*Requirement*
In the biography of Alina Oganesyan, what score did she receive in the 5 hoops exercise at the 2022 European Championships in Tel Aviv?

*Text section*
%%
Alina Oganesyan (born 13 June 2004) is a German rhythmic gymnast. She won silver in the senior team category at the 2022 World Championships.

Career

Junior 

Oganesyan was part of the German junior group that competed at both the 2019 European and World Championships, finishing 12th in Baku and 10th in Moscow.

Senior 
Alina integrated the senior group in late 2021, competing at the World Championships, finishing 7th in the All-Around.

In 2022 she was selected to perform in the 5 hoops exercise at the 2022 Rhythmic Gymnastics European Championships in Tel Aviv, Israel, scoring 30.150, the group came in 12th place in the all-around. In the team ranking (individual and group), the German team placed 5th.  In late August she competed at the World Cup in Cluj-Napoca, winning bronze in the 3 ribbons + 2 balls' final. The following month she participated at the 2022 World Championships in Sofia, Bulgaria, the group made mistakes in the 5 hoops routine (that was scored 25.950) relegated them in 14th place in the All-Around, but they qualified for the 3 ribbons + 2 balls' final with the 6th score, the same place they ended up in the final. Following Bulgaria and Israel's withdrawal Germany was able to medal in the team competition, Alina and her teammates Anja Kosan, Daniella Kromm, Hannah Vester, Francine Schöning and the two individuals Margarita Kolosov and Darja Varfolomeev were awarded silver for their results.
%%
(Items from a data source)
%%
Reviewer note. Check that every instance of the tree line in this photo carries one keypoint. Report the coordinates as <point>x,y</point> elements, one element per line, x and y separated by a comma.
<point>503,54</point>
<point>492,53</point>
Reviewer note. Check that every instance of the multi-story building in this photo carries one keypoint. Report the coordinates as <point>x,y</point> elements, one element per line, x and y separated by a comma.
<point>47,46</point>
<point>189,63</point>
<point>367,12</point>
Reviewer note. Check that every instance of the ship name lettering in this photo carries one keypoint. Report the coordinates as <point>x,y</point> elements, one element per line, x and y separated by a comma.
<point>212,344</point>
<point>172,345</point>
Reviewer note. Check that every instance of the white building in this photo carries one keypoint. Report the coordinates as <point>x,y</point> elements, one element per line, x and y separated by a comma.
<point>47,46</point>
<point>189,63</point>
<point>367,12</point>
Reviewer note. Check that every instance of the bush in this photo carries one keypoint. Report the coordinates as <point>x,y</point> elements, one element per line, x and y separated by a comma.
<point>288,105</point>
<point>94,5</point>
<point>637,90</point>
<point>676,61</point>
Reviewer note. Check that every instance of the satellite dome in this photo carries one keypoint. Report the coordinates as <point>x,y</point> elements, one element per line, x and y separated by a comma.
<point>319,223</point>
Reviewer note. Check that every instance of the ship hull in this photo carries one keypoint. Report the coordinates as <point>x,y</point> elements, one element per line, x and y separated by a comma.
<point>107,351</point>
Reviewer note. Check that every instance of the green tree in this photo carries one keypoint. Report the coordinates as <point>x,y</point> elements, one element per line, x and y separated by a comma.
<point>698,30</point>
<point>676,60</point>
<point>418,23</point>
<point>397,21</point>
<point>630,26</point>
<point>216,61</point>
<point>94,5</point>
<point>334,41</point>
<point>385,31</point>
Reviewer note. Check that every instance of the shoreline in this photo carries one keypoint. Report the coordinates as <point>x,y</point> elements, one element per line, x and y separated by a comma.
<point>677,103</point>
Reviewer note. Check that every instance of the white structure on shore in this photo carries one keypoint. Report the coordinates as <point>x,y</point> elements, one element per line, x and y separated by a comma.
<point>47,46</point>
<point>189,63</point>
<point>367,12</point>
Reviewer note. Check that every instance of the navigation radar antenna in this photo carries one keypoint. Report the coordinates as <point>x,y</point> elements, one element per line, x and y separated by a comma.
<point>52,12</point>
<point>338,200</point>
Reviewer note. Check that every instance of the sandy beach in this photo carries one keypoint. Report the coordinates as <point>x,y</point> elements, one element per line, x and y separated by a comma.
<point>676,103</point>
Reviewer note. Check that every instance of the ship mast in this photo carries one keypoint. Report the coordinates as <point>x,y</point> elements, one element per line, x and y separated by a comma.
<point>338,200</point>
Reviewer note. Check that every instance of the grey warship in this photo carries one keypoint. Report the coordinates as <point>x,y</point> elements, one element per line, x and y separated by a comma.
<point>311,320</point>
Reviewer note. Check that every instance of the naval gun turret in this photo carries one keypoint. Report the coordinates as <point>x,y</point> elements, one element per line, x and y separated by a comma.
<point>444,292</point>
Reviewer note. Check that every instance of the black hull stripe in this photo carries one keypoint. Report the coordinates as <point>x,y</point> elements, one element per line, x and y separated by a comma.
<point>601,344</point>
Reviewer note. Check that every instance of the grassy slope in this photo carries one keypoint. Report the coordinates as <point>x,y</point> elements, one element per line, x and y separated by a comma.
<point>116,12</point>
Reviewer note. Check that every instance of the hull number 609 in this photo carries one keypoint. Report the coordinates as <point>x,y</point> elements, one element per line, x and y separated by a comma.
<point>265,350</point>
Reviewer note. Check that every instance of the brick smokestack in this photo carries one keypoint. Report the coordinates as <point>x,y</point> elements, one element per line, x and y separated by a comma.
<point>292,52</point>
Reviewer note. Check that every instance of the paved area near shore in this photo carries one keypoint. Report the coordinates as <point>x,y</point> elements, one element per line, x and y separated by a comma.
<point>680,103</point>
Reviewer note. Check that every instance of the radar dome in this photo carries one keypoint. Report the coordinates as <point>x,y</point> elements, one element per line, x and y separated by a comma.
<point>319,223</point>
%%
*Task response*
30.150